# What you have to do:
Can you rewrite every line of the records below, requests included, scaling each x,y coordinate in the answers by 1.7 and rounding to whole numbers, with halves rounded up? Leave the pictures out.

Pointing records
____

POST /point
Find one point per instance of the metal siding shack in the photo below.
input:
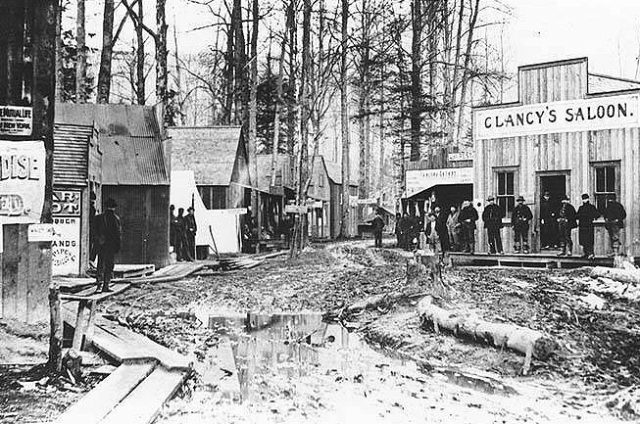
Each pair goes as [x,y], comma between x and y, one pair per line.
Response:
[572,154]
[135,175]
[77,167]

____

# In response:
POST /point
Find one point per instance of the metal siding shack in the photo below.
input:
Each pair goes as [x,y], comma between x and y, one pair per line.
Response:
[972,262]
[230,298]
[131,284]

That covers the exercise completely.